PROVIDED TEXT:
☆ ☆ ☆ ☆ ☆

Aircraft General and Ground Geometry
ATA-20 is not a system chapter. Every other chapter describes hydraulics, electrics, fire protection — a set of components that do something. ATA-20 describes the aeroplane itself: what kind of aircraft it is, how big it is, which parts of the fuselage are not pressurised, where the ground service points sit, how tightly it turns on the ground, and how high the pilot's eye is above the wheels at touchdown. This looks like background, but it is the mental picture a crew draws on for every walk-around, every gate entry, every runway turn-round, and every low-visibility landing.
FCOM files this as DSC-20 Aircraft General, in six sub-chapters that run from "what it is" to "how big" to "how it moves":
ATA-20 AIRCRAFT GENERAL — the aeroplane itself
┌────────────────┬────────────────┬──────────────────────────────┐
what it is how big / where how it moves + how you see it
20-10 Overview 20-20 Description 20-30/40 + 20-50/60
│ │ │ │
subsonic, principal dims (fig) turning radii ground landing visual
medium-long unpressurised (fig) 180° turn width clearance geometry ground geom
2 turbofans antenna (fig) NWS 72° (tailstrike/ (eye/GS/ (cut-off
under wings 17 service points nacelle) main gear) over nose)
2+2 cockpit │ │ └──────┬───────┘
cabin variable │ │ widebody "sits high" + CAT III RVR
cargo 3/4 walk-around map gate / turn-round planning low-vis "how much runway"

☆ ☆ ☆ ☆ ☆

WHAT THE EXERCISE ASKS: According to the aircraft general text, what six things about the aeroplane itself does ATA-20 describe? Work only from the aircraft general text.

DATA:
☆ ☆ ☆ ☆ ☆

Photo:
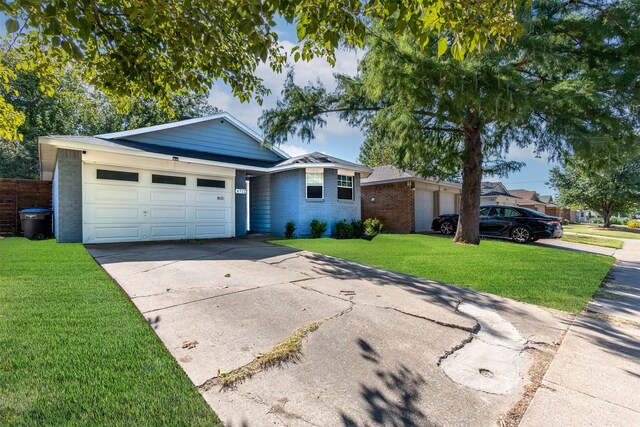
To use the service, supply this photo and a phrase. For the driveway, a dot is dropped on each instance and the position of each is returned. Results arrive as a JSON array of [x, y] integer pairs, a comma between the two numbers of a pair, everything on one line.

☆ ☆ ☆ ☆ ☆

COMPLETED TASK:
- What kind of aircraft it is
- How big it is
- Which parts of the fuselage are not pressurised
- Where the ground service points sit
- How tightly it turns on the ground
- How high the pilot's eye is above the wheels at touchdown